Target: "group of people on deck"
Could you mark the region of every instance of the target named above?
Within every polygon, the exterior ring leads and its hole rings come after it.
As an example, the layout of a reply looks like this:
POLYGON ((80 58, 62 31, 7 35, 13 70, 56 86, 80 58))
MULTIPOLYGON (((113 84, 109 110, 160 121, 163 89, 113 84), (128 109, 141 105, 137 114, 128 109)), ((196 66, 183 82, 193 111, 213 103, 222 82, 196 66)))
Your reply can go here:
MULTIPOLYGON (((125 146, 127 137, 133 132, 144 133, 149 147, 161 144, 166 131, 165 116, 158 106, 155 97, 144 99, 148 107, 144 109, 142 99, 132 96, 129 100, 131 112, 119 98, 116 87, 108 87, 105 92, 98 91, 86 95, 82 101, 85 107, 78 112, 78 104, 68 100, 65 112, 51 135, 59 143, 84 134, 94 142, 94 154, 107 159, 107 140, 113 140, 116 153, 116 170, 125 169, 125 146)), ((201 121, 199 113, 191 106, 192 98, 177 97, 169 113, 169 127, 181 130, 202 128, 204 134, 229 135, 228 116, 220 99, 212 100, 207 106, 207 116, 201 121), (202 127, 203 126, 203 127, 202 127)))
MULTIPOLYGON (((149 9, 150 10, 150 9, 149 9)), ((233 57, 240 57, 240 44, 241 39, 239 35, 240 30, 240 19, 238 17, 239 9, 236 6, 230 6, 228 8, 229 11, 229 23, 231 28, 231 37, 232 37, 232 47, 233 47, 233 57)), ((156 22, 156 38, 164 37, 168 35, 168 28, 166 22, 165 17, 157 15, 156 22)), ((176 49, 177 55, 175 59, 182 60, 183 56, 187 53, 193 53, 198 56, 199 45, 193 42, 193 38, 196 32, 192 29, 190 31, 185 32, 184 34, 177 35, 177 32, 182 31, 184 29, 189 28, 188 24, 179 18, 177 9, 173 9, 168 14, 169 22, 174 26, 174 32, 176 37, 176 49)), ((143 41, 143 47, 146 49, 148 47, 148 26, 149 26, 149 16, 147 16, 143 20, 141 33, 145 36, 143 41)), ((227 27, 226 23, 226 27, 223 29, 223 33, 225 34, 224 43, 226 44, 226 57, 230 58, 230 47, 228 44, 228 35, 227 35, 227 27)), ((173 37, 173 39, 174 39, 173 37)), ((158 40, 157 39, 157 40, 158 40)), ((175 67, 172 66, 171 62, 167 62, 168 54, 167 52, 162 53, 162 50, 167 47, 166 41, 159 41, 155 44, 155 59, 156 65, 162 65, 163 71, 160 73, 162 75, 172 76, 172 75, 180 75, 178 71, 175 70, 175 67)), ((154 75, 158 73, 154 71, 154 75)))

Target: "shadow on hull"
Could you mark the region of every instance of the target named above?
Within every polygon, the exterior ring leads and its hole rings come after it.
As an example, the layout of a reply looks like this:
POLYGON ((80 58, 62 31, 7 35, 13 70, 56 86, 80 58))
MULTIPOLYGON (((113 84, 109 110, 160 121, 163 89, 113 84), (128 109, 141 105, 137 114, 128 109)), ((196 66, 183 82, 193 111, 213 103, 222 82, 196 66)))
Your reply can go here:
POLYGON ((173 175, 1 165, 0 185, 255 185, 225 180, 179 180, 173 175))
◆ ◆ ◆ ◆ ◆
* **Problem description**
Copy the lines exactly, from the very first one through the line that contains "MULTIPOLYGON (((125 146, 127", including that line.

* **Expected answer**
Target: "group of people on deck"
Could you mark the region of every instance of the target named above?
Within every polygon, the exterior ring leads and its hole rings come after it.
As an example, the layout of a reply looks like this:
POLYGON ((80 58, 62 31, 7 35, 13 70, 56 86, 80 58))
MULTIPOLYGON (((113 84, 109 110, 160 121, 163 89, 113 84), (128 109, 141 105, 137 114, 128 109)), ((196 66, 183 82, 193 111, 213 103, 222 82, 196 66)))
Your reply can go here:
MULTIPOLYGON (((125 146, 127 137, 133 132, 144 133, 149 147, 161 144, 166 131, 165 116, 158 106, 155 97, 144 99, 148 107, 144 109, 142 99, 132 96, 129 100, 131 112, 119 98, 116 87, 108 87, 105 92, 98 91, 86 95, 82 101, 85 107, 78 112, 78 104, 68 100, 65 112, 51 135, 59 143, 84 134, 94 142, 94 154, 107 159, 107 140, 113 140, 116 153, 116 170, 125 169, 125 146)), ((201 121, 199 113, 191 106, 192 98, 177 97, 169 113, 169 127, 181 130, 202 128, 204 134, 229 135, 228 116, 220 99, 212 100, 207 106, 207 116, 201 121), (202 127, 203 126, 203 127, 202 127)))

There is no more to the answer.